▸ **What needs to be done**
Swap every "keypoint" for "marker" throughout the listing below, keeping all other text unchanged. Leave the pictures out of your answer.

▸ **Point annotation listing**
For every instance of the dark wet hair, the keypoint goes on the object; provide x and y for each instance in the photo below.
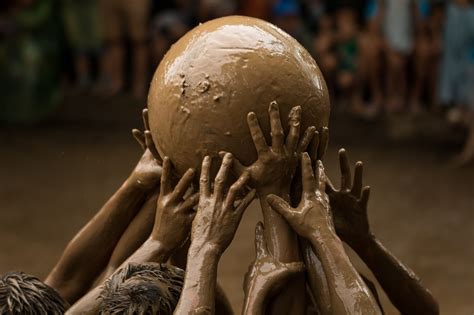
(141, 289)
(24, 294)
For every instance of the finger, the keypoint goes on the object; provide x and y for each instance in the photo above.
(320, 176)
(295, 125)
(260, 245)
(222, 175)
(307, 175)
(138, 135)
(151, 146)
(256, 132)
(281, 206)
(276, 129)
(313, 147)
(330, 186)
(237, 167)
(323, 142)
(308, 136)
(364, 199)
(295, 267)
(165, 187)
(235, 189)
(357, 186)
(190, 202)
(183, 185)
(345, 170)
(145, 119)
(204, 182)
(245, 202)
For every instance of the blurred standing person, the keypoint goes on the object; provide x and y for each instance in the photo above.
(426, 55)
(347, 53)
(287, 16)
(121, 19)
(370, 61)
(324, 50)
(457, 70)
(166, 28)
(398, 31)
(81, 19)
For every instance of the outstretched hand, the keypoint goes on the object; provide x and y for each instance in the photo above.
(174, 212)
(148, 170)
(349, 203)
(276, 163)
(266, 276)
(312, 214)
(218, 217)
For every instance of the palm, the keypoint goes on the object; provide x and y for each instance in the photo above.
(276, 163)
(349, 203)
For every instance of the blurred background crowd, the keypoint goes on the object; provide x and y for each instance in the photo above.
(379, 57)
(74, 76)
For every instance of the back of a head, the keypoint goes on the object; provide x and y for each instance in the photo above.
(148, 288)
(24, 294)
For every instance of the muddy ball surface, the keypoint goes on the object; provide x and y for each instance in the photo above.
(216, 74)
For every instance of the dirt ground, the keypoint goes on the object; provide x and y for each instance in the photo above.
(55, 176)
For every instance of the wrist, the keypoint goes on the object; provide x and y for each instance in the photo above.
(322, 235)
(363, 246)
(205, 250)
(277, 190)
(134, 183)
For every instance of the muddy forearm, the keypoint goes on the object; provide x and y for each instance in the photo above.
(87, 254)
(283, 244)
(199, 291)
(401, 284)
(316, 278)
(136, 233)
(347, 290)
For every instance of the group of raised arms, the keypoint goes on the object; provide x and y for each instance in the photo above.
(154, 247)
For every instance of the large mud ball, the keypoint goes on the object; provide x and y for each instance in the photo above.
(215, 75)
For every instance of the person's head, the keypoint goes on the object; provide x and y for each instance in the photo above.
(24, 294)
(346, 23)
(141, 289)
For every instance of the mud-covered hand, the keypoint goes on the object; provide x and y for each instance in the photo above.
(349, 204)
(266, 276)
(319, 144)
(148, 170)
(174, 213)
(218, 217)
(276, 164)
(312, 214)
(316, 150)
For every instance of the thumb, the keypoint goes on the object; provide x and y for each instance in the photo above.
(280, 206)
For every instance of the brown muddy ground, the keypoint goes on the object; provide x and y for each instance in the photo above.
(55, 176)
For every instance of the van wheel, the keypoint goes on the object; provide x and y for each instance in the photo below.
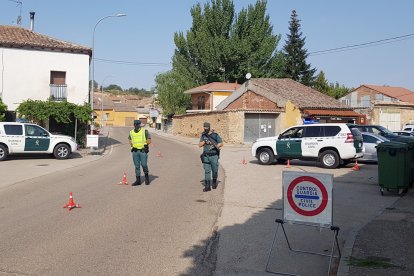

▸ **Task answer**
For every instance of the dark wet hair, the marker goes on the object; provide x and y for each instance in the photo below.
(141, 289)
(24, 294)
For every instance of the finger, the marker goes on the object; provide x and y for each instance in the photo above.
(320, 176)
(295, 125)
(260, 245)
(222, 175)
(307, 175)
(138, 135)
(151, 146)
(256, 132)
(281, 206)
(276, 129)
(313, 147)
(330, 186)
(237, 167)
(323, 142)
(308, 136)
(364, 199)
(295, 267)
(165, 187)
(235, 189)
(357, 186)
(190, 202)
(183, 185)
(345, 170)
(145, 119)
(204, 182)
(245, 202)
For every instance of the blurred standing person, the marker goes on the object; provide x and y for each instance in the photo above.
(426, 55)
(347, 53)
(287, 16)
(121, 19)
(370, 61)
(324, 50)
(457, 70)
(166, 28)
(398, 31)
(81, 19)
For every instance of the outstretched hand, the marker goes on the object; provide x and y for each instance in the photo above.
(174, 212)
(148, 170)
(349, 203)
(276, 163)
(266, 276)
(312, 214)
(218, 217)
For every instance of the palm, the marker goes on the object; provide x and y for each instance in the photo above.
(276, 163)
(349, 203)
For every instance of the blurred background crowd, the marker goes on the object; provide x and y for each instance in the photo above.
(379, 57)
(74, 76)
For every instance of the back of a head, the marker goes on the object; provide x and y for each instance in the photo above.
(148, 288)
(24, 294)
For every instance of the muddy ball surface, the marker goes on the object; provide x and y for each instance in the photo above.
(216, 74)
For every instance of the dirt ground, the marker goes on the object; provide x and y for each instance in the photo above.
(55, 176)
For every instance of the wrist, the marker goes on the object; provide x and y for each instance in the photo above.
(322, 235)
(363, 246)
(205, 250)
(277, 190)
(134, 183)
For every instance of the muddy forearm, the marker goes on the object; provide x and y for each instance in the photo above.
(87, 254)
(283, 244)
(199, 291)
(401, 284)
(316, 278)
(136, 233)
(347, 290)
For every instance of the group of raised arms, the marker goes on the object; provide x and y for each instance in the photo above.
(154, 247)
For every instance of the large mud ball, the marker goes on the object; provide x and y for each instance in the photo above.
(215, 75)
For every instance of the person's head, the marker goes on the object; provide x and y for each instance in the photo above.
(24, 294)
(346, 23)
(141, 289)
For every instance of the mud-covered hand, the marker goes on the object; provide x and y for each instance in the photo above.
(349, 204)
(266, 276)
(319, 144)
(148, 170)
(174, 213)
(218, 217)
(276, 164)
(312, 214)
(316, 150)
For every instance of the thumb, the marker goes on the object; provide x and y for each instance in the photo above.
(280, 206)
For every instance of the brown muddy ground, the marker goes on the object; provide x and y for each instance in the photo above.
(55, 176)
For every instance of the van wheel, the marker goes on the object; provide x and y for each instance in the photo below.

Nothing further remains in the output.